**Text under study**
David Marusek

Getting to Know You, David Marusek

Getting to Know You, David Marusek

Subterranean Press, 2007, 297 pages, US$40.00 hc, ISBN 978-1-59606-088-3

The worst thing anyone can say about David Marusek’s Science Fiction is that there isn’t enough of it.

For a writer whose bibliography dates back to the mid-nineties, Marusek’s output so far has been scarce and precious: Barely a dozen stories since 1993, and at least two of them rank amongst the finest SF stories published during the nineties. Marusek fans finally got their wish for a novel in 2005 with Counting Heads, the first volume in a projected series. With Getting to Know You, Subterranean Press brings together Marusek’s portfolio of stories, and if the result can feel familiar to fans of the author’s much-anthologized best pieces, it’s also a strong argument in favor of writers who put quality above quantity.

Getting To Know You opens with an introduction in which Marusek briefly discusses his relationship to short stories, highlighting the experimental nature of their writing, and how “you wouldn’t exactly call me a prolific short story writer” [P.14] He also adds that five of the stories in this anthology are set in the same universe as Counting Heads.

Marusek’s best-known story so far is probably “The Wedding Album”, which made a splash upon publication in 1999, was widely nominated for a number of award and eventually won the 2000 Theodore Sturgeon Award. The same story opens Getting To Know You, and it’s an inspired choice: In the span of a novelette, Marusek manages to set up an affecting human drama, several vertiginous perspective shifts, at least one scene that’s as hilarious as it’s spectacular, and a future history that still hasn’t been explored by the rest of Marusek’s writing in this universe. It’s one of the finest SF short stories published during the nineties, and it’s a good anchor for this volume. It also a decent introduction to the type of dense, humane, unflinching Science Fiction that typifies Marusek’s work. There are a lot of very exciting ideas here, but also a number of unsettling scenes and tragic destinies. Marusek’s fiction can have the manic energy and inventiveness of golden age SF, but it’s certainly not so nostalgic when it comes to the consequences of the technologies he explores. The mixture of peppy toys and downbeat fates echoes through the entire anthology.

“The Earth is on the Mend”, for instance, is pure post-apocalyptic fiction, almost mainstream in its purposeful lack of ideas. “A Boy in Cathyland” settles the fate of a minor character in “The Wedding Album” in a manner that will not please readers of the original novella. Neither tale stand out against their heavy competition elsewhere in the collection. Neither does “Listen to Me” later on, though “My Morning Glory” is short and terrifying in its implications. (For a measure of Marusek’s merciless humor, consider that he calls it “my only story with an unalloyed happy ending” in his story introduction. It’s all a matter of perspective, of course. Marusek would get along splendidly with Peter Watts.)

**Exercise data**
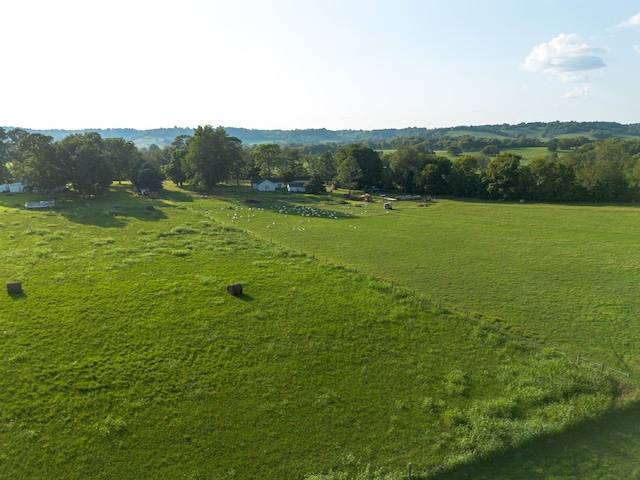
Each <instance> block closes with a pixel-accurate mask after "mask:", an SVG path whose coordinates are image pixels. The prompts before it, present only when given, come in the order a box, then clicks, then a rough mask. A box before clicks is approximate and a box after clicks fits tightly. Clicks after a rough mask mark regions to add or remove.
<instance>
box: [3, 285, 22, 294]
mask: <svg viewBox="0 0 640 480" xmlns="http://www.w3.org/2000/svg"><path fill="white" fill-rule="evenodd" d="M7 293H8V294H9V295H18V294H20V293H22V282H9V283H7Z"/></svg>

**What to work on**
1. Translate the following sentence from the review of Getting to Know You into French: "The worst thing anyone can say about David Marusek’s Science Fiction is that there isn’t enough of it."
2. From the review of Getting to Know You, reproduce without alteration the part that opens with the words containing "Subterranean Press, 2007, 297" and closes with "enough of it.".

**Solutions in order**
1. La pire chose que l'on puisse dire de la science-fiction de David Marusek, c'est qu'il n'y en a pas assez.

2.
Subterranean Press, 2007, 297 pages, US$40.00 hc, ISBN 978-1-59606-088-3

The worst thing anyone can say about David Marusek’s Science Fiction is that there isn’t enough of it.